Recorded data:
-----

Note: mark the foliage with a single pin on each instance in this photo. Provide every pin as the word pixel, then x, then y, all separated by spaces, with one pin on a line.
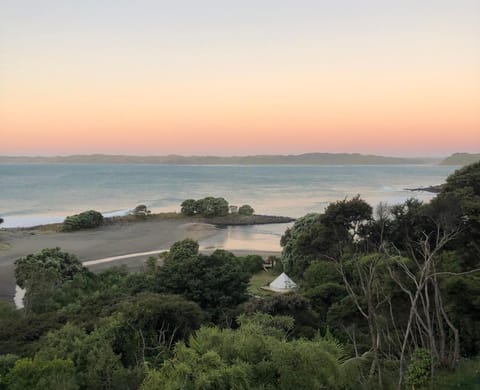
pixel 249 357
pixel 42 273
pixel 246 209
pixel 150 324
pixel 38 374
pixel 341 228
pixel 206 207
pixel 465 376
pixel 418 370
pixel 294 305
pixel 188 207
pixel 64 265
pixel 85 220
pixel 216 282
pixel 141 211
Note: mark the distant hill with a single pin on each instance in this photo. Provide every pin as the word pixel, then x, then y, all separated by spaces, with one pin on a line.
pixel 461 159
pixel 301 159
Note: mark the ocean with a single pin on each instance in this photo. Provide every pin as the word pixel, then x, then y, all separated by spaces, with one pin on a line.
pixel 32 194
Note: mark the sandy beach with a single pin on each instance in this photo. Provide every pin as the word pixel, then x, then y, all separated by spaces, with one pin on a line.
pixel 117 244
pixel 87 245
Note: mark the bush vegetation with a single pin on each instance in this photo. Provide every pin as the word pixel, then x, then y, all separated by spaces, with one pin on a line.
pixel 86 220
pixel 206 207
pixel 388 299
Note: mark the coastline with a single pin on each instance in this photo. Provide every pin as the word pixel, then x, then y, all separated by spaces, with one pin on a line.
pixel 120 241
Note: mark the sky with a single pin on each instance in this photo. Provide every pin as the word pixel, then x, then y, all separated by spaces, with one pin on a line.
pixel 390 77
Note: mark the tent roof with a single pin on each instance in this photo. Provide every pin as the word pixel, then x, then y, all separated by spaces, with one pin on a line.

-----

- _PROBLEM TO SOLVE_:
In the records above, find the line containing "Note: mark the sky"; please retype it and every line after it through the last line, exactly and with nothing else.

- _TASK SOLUTION_:
Note: mark the sky with a single pin on each instance in this photo. Provide every pin as the word pixel, then x, then y, all separated by spaces, with one pin on a line.
pixel 390 77
Note: mark the tent roof with a single pin on each instance in this photo. Provide every pin as the word pixel, then x, then y, all separated by spaces, with one pin on a line.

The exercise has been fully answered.